→ WHAT IS REQUIRED
All of the lines below are to be transcribed faithfully, with pictures excluded from the copy.

━━━━━━━━

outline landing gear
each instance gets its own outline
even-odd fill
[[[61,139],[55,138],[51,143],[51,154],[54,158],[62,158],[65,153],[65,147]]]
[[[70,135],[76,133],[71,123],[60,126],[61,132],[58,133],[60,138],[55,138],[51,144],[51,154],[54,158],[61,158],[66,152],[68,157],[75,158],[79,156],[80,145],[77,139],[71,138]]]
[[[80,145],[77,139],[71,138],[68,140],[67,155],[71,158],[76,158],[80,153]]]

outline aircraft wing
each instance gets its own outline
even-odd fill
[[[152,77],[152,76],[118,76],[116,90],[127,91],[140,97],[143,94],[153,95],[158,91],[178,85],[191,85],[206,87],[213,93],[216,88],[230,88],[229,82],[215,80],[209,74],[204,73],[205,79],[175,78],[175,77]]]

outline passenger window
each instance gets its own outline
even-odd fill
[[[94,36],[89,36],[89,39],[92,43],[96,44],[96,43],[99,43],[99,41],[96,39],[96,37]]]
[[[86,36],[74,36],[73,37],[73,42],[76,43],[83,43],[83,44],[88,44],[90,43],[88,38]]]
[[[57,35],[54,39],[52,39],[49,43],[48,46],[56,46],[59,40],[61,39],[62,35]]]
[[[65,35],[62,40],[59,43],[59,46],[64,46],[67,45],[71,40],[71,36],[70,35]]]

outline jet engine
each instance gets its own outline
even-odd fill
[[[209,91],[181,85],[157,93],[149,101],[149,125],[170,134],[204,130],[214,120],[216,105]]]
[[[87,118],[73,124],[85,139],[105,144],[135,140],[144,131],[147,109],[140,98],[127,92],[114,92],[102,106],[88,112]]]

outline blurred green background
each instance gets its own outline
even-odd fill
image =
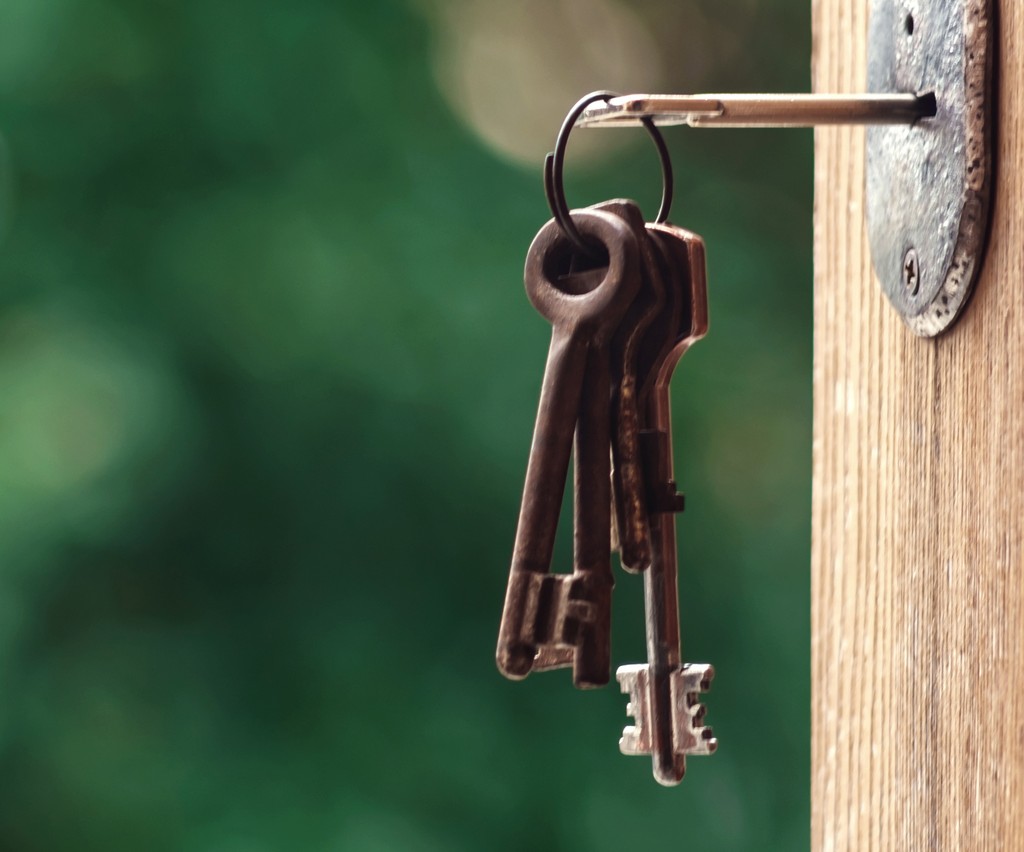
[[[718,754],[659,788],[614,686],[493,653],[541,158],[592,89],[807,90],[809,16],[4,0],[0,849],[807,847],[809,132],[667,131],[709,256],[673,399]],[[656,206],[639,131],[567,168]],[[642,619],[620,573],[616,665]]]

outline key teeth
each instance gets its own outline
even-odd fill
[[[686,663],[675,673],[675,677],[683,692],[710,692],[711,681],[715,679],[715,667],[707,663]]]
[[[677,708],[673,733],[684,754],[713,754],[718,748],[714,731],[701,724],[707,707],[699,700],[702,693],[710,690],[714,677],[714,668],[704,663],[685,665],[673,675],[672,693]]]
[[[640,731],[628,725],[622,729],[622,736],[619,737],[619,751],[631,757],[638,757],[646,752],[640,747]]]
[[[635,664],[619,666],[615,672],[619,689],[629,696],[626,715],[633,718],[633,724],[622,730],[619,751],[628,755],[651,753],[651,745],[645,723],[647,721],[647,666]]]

━━━━━━━━

→ RESULT OF THIS EXERCISE
outline landing gear
each instance gets its own outline
even-odd fill
[[[61,139],[55,138],[51,143],[51,154],[54,158],[62,158],[65,153],[65,147]]]
[[[70,135],[76,133],[71,123],[60,126],[61,132],[58,133],[60,138],[55,138],[51,144],[51,154],[54,158],[61,158],[66,152],[68,157],[75,158],[79,156],[80,145],[77,139],[71,138]]]
[[[80,145],[77,139],[71,138],[68,140],[67,155],[71,158],[76,158],[80,153]]]

outline aircraft wing
each instance gets its own outline
even-odd fill
[[[152,77],[152,76],[118,76],[116,90],[127,91],[140,97],[143,94],[153,95],[158,91],[178,85],[191,85],[206,87],[213,93],[216,88],[230,88],[229,82],[215,80],[209,74],[204,73],[205,79],[175,78],[175,77]]]

outline passenger window
each instance gets its own outline
even-odd fill
[[[94,36],[89,36],[89,39],[92,43],[96,44],[96,43],[99,43],[99,41],[96,39],[96,37]]]
[[[86,36],[74,36],[73,37],[73,42],[76,43],[83,43],[83,44],[88,44],[90,43],[88,38]]]
[[[57,35],[54,39],[52,39],[49,43],[48,46],[56,46],[59,40],[61,39],[62,35]]]
[[[65,35],[62,40],[59,43],[59,46],[64,46],[67,45],[71,40],[71,36],[70,35]]]

outline jet engine
each instance gets its own outline
even-odd fill
[[[209,91],[181,85],[157,93],[149,101],[149,125],[170,134],[204,130],[214,120],[216,105]]]
[[[87,118],[73,124],[85,139],[105,144],[135,140],[144,131],[147,109],[140,98],[127,92],[114,92],[102,106],[88,112]]]

outline blurred green background
each instance gets its own outline
even-odd fill
image =
[[[718,754],[659,788],[614,686],[493,653],[541,158],[592,89],[807,90],[809,16],[4,0],[0,849],[807,847],[809,132],[667,131],[709,256],[673,399]],[[656,206],[639,131],[567,168]],[[642,619],[620,573],[616,665]]]

outline key teeth
each instance gets its own outline
even-odd fill
[[[686,663],[675,673],[675,677],[683,692],[710,692],[711,681],[715,679],[715,667],[707,663]]]
[[[677,708],[673,733],[684,754],[713,754],[718,748],[714,731],[701,724],[707,707],[699,700],[702,693],[710,690],[714,677],[714,668],[704,663],[685,665],[673,675],[672,693]]]
[[[640,731],[628,725],[622,729],[622,736],[619,737],[619,751],[631,757],[638,757],[646,752],[640,747]]]
[[[635,664],[619,666],[615,672],[619,689],[629,696],[626,715],[633,718],[633,724],[622,730],[619,751],[628,755],[651,753],[651,745],[645,723],[647,721],[647,666]]]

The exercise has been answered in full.